* **Task instructions**
Keep the pictures out, and restate the listing that follows exactly as written.

* **Dataset content**
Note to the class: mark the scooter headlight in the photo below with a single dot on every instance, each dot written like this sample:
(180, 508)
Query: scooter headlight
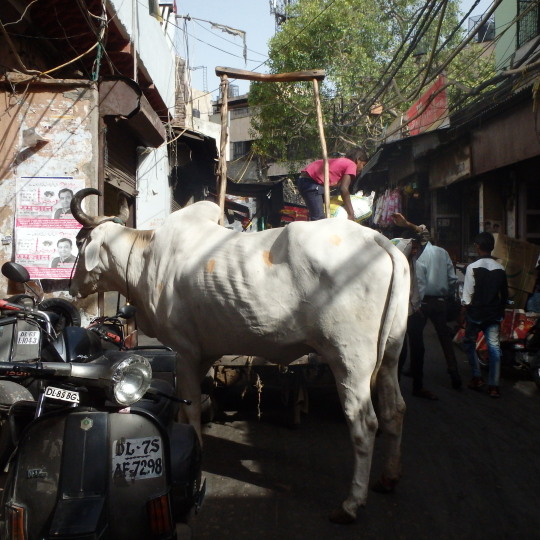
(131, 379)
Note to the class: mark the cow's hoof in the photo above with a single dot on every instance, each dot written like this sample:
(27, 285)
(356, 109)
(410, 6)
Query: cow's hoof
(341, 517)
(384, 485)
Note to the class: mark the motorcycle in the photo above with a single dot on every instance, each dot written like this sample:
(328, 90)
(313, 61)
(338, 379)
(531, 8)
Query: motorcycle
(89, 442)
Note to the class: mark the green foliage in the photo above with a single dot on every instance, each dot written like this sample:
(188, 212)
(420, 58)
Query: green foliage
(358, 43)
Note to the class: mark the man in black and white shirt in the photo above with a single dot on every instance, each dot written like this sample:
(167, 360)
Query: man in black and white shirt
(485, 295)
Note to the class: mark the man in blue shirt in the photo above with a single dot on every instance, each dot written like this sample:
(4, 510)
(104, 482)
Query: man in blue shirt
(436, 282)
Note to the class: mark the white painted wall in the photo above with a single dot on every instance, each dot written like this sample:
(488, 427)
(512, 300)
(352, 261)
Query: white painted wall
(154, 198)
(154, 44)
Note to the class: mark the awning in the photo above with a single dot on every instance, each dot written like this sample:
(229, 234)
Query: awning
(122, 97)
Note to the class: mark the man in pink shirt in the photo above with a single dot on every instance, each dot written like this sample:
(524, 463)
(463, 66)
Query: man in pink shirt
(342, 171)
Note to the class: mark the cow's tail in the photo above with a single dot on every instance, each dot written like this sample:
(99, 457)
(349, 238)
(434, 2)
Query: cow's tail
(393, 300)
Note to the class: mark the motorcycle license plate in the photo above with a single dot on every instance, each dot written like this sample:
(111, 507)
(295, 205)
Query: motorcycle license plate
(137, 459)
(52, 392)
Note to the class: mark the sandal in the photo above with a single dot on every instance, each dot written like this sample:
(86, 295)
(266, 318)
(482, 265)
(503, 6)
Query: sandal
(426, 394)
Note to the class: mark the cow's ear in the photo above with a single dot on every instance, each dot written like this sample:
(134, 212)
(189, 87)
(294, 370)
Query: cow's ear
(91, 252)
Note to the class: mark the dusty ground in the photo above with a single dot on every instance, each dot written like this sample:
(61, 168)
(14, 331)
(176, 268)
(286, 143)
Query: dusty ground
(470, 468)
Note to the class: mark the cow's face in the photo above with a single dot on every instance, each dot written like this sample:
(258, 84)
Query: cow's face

* **Exercise solution**
Note to the class: mark the scooter headlight in the photo below with a single dot on every instance, each dot written like this sample:
(180, 508)
Query: scooter headlight
(131, 379)
Note to the class: mark the cow's hoof in the photo above with a single dot on every instance, each dot written like this sample:
(27, 285)
(356, 109)
(410, 6)
Query: cow's hoof
(341, 517)
(384, 485)
Note to the class: mark the motorcycle in the photo above with a single dot on every instance, each dot written like this sample:
(328, 90)
(313, 61)
(338, 379)
(531, 8)
Query: motorcycle
(89, 442)
Note to the class: mark the green foliage in the photo above with a single dot on every instance, each dot written like this sample:
(188, 212)
(420, 58)
Query: green foliage
(358, 43)
Note to the class: mark the man in black and white shirt in the photo above with a single dot on every instance, each dot written like this sample:
(167, 360)
Query: man in black and white shirt
(485, 295)
Note to the class: mark the man in blue shirt in the photo above with a single dot on every instance, each dot written like this sample:
(4, 510)
(104, 482)
Query: man in blue shirt
(436, 282)
Note to the class: mark the white painted wall in the photo above with a single dot on every instance, each dot written like this sample:
(488, 427)
(512, 300)
(352, 261)
Query: white painted wall
(154, 198)
(154, 44)
Note to the class: mark the awning in the photo above with a single dot on every instance, each dot written like this sample:
(229, 234)
Query: awning
(122, 97)
Note to the class: mark the man in pink shirt in the photo above with a single dot on every instance, each dot written like this sample:
(524, 463)
(463, 66)
Query: man in pink shirt
(342, 171)
Note to the class: mark the cow's tail in the photo above with a single dot on every instance, each dot written like this sample:
(99, 457)
(349, 238)
(434, 2)
Query: cow's tail
(393, 300)
Note to the class: mark the motorcycle license plate in the photo above with a single dot on every instance, each dot written like this sample:
(111, 507)
(295, 205)
Query: motorcycle license plate
(137, 459)
(52, 392)
Note to the class: mark the sandal in the photo above with a single dot on every instance, each dot written like this sample:
(86, 295)
(266, 318)
(482, 265)
(503, 6)
Query: sandal
(426, 394)
Note to the class: mark the cow's ear in the photo above with a single dot on every instance, each dot written like this sample:
(134, 212)
(189, 87)
(294, 370)
Query: cow's ear
(91, 252)
Note to the class: mark the dusty ground in the photo above with a single dot on every instance, each dot written like this sample:
(61, 168)
(14, 331)
(176, 268)
(286, 143)
Query: dusty ground
(470, 468)
Note to the class: mark the cow's face in the photo above with a single dot on every instance, each dot written like this sample:
(258, 84)
Query: cow's face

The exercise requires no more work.